EXERCISE BRIEF ▸ Reproduce only the lines that run from the line with "Given the image above, the detector locates the cemetery" to the last line of the material, both ends included, exactly as they appear.

** Start of EXCERPTED DATA **

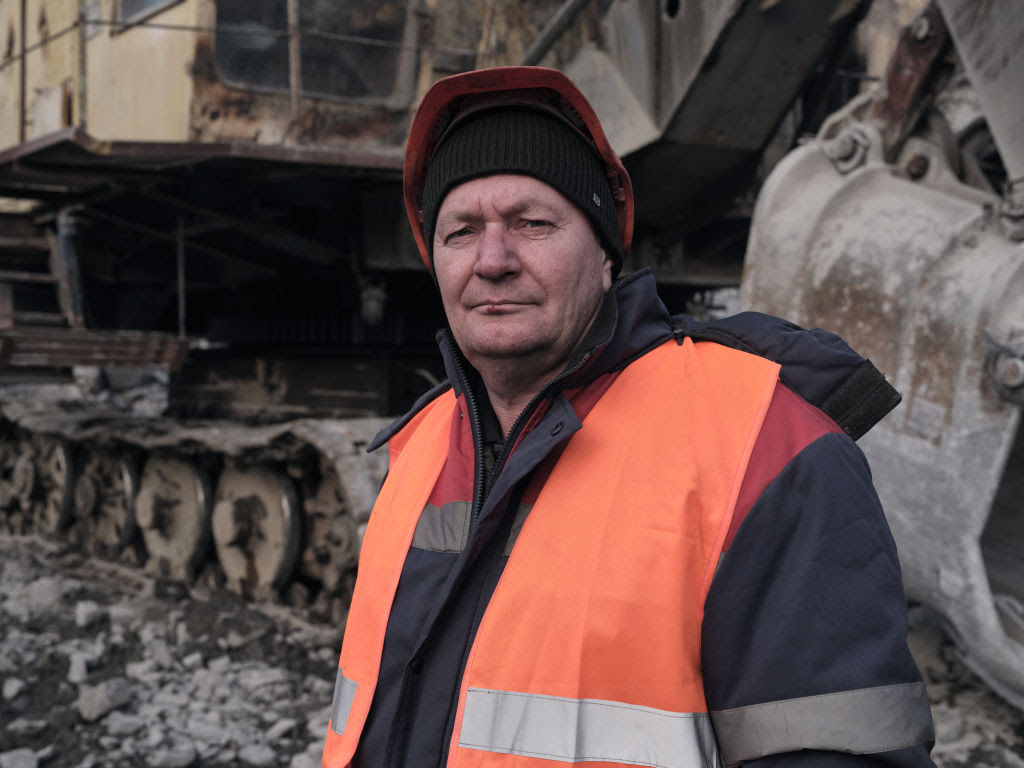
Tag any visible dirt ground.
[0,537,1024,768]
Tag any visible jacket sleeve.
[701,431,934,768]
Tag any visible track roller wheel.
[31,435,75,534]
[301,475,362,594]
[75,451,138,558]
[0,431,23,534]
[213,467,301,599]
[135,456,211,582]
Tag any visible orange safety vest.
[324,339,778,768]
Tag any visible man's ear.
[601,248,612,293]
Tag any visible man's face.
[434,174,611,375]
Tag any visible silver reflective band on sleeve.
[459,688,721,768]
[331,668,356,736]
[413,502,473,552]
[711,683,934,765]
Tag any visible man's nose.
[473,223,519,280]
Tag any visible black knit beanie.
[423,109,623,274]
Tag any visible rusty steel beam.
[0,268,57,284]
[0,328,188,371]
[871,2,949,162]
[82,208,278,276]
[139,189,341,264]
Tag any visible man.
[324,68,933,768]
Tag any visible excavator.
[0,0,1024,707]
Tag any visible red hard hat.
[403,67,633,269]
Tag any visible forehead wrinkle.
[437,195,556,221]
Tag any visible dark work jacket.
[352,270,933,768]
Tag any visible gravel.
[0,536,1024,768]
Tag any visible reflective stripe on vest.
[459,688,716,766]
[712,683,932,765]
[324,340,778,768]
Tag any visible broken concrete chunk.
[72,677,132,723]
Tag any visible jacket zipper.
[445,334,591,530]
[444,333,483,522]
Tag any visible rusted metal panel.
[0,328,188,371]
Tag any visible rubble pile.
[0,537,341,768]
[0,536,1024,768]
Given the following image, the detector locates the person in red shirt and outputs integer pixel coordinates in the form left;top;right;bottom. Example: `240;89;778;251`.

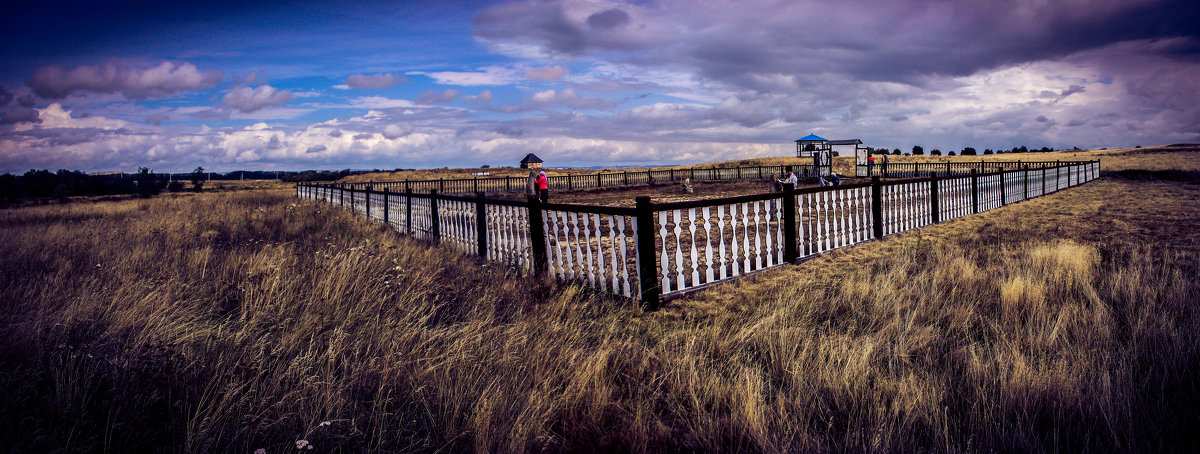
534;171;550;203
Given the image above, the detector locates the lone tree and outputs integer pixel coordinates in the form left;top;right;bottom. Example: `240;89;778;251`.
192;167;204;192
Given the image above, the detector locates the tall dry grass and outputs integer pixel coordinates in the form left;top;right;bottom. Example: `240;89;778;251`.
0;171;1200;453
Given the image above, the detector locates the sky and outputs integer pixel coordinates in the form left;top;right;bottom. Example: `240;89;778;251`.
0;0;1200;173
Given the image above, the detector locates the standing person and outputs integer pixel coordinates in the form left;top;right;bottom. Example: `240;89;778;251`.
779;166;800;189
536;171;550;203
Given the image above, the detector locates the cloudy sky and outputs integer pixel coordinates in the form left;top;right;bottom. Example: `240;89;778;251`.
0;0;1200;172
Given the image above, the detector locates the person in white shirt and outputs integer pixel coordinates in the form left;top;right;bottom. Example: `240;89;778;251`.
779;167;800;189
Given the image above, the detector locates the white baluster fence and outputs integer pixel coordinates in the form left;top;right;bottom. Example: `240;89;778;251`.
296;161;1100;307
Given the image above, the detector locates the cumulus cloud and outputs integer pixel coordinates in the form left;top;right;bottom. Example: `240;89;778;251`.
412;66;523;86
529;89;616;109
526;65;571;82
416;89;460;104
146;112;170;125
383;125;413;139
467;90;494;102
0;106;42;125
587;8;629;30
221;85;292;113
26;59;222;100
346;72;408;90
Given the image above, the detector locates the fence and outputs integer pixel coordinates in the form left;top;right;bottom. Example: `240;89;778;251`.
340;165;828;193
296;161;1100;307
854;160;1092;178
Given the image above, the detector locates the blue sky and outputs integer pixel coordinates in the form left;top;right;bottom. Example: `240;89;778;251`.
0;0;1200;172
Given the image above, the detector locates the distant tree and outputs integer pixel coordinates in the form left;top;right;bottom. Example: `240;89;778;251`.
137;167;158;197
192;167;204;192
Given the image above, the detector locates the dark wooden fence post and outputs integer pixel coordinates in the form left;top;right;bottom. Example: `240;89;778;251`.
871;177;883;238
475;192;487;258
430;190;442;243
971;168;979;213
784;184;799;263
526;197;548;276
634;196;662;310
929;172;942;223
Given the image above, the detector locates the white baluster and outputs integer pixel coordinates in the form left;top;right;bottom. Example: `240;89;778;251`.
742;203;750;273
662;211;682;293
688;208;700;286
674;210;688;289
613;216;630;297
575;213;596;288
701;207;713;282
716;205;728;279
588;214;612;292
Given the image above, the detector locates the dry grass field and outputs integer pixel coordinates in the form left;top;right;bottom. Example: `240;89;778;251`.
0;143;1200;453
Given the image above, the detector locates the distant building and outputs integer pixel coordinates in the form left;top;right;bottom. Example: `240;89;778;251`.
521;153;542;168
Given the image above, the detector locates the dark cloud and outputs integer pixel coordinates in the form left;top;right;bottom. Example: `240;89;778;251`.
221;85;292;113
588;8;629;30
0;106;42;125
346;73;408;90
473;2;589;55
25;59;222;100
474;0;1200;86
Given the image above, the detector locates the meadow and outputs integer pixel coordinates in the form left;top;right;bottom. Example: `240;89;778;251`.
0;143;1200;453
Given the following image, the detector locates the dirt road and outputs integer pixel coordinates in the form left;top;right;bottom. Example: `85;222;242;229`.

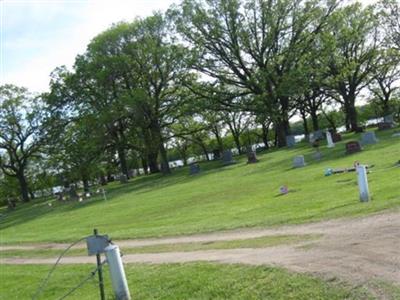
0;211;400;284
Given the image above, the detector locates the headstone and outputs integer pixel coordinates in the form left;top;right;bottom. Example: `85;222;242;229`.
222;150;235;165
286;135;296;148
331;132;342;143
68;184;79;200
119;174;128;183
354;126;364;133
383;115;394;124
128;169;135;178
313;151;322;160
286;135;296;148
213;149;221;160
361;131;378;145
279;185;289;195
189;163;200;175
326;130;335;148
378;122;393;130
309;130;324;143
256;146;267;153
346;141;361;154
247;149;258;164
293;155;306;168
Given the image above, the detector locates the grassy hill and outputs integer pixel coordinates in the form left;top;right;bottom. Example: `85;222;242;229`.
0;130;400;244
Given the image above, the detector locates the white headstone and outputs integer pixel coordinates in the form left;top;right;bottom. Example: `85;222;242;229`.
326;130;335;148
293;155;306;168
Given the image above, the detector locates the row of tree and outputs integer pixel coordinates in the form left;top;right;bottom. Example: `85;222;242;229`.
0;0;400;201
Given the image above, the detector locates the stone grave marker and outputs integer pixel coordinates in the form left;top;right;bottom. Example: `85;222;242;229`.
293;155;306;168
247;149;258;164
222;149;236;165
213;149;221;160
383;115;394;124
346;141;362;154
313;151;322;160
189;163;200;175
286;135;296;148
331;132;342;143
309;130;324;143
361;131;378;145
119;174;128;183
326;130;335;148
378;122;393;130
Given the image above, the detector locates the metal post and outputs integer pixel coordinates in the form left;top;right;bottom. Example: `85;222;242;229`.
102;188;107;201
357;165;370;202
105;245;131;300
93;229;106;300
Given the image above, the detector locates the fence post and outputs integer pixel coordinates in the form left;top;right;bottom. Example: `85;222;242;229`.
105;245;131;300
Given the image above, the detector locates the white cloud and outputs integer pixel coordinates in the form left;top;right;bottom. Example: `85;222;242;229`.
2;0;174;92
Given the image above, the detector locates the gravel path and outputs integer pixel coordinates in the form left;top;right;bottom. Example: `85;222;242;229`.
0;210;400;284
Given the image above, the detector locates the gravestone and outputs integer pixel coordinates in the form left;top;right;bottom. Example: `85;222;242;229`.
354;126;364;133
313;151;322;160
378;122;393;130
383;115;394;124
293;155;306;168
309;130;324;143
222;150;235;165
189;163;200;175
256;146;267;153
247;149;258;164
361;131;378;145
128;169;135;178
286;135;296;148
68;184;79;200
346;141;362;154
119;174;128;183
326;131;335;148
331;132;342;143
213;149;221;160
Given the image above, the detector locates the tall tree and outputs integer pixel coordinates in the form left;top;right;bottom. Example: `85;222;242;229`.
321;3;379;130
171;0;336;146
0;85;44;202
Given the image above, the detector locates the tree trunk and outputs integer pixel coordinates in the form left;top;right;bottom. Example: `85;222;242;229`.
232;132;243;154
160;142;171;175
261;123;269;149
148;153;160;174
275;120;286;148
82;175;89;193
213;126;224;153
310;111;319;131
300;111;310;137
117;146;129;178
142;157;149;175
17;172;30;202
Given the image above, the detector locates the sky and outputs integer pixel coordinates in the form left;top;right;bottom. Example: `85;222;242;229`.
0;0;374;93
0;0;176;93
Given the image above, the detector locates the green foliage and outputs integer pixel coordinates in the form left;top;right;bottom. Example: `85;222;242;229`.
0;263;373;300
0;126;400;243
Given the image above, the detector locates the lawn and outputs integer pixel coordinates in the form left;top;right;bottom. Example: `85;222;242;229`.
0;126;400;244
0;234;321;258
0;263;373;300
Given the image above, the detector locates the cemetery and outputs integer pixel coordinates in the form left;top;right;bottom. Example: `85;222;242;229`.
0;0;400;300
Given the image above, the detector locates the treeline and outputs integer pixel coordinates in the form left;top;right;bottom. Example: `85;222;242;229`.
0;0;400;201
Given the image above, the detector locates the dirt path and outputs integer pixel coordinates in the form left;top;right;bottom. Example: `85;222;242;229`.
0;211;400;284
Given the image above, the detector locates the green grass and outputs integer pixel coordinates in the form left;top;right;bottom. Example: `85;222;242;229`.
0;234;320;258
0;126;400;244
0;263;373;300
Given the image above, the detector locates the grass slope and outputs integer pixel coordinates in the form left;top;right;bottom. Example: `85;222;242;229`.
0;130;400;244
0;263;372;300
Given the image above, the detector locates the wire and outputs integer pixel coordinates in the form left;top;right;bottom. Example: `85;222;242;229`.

** End of EXCERPTED DATA **

TASK OUTPUT ▸
Given the image above, the detector locates the cemetery and outputs integer pixel coordinates in the form left;top;right;bottom. Example: `85;222;242;229`.
0;0;400;300
Given the image above, the detector locates the treeline and outputs integer pixel coordinates in the form left;top;right;bottom. Example: `85;222;242;229`.
0;0;400;201
Given the image above, the detector locates the dirt path and outputs integer pixel coordinates in the form left;top;right;bottom. Example: `85;222;242;229`.
0;211;400;284
Given the image above, the detector locates the green grass and outputs integer pixel coordinates in the form left;top;right;bottom. Example: `85;222;242;229`.
0;234;320;258
0;126;400;244
0;263;373;300
Given the image above, the detector locates the grass slope and outputs integer pixel coordinates in the form left;top;right;bottom. Example: `85;222;242;229`.
0;130;400;244
0;263;372;300
Given the image above, the detector locates the wire and outputs integer pixel coordinates in the form left;top;right;bottom. Example: `85;222;242;229`.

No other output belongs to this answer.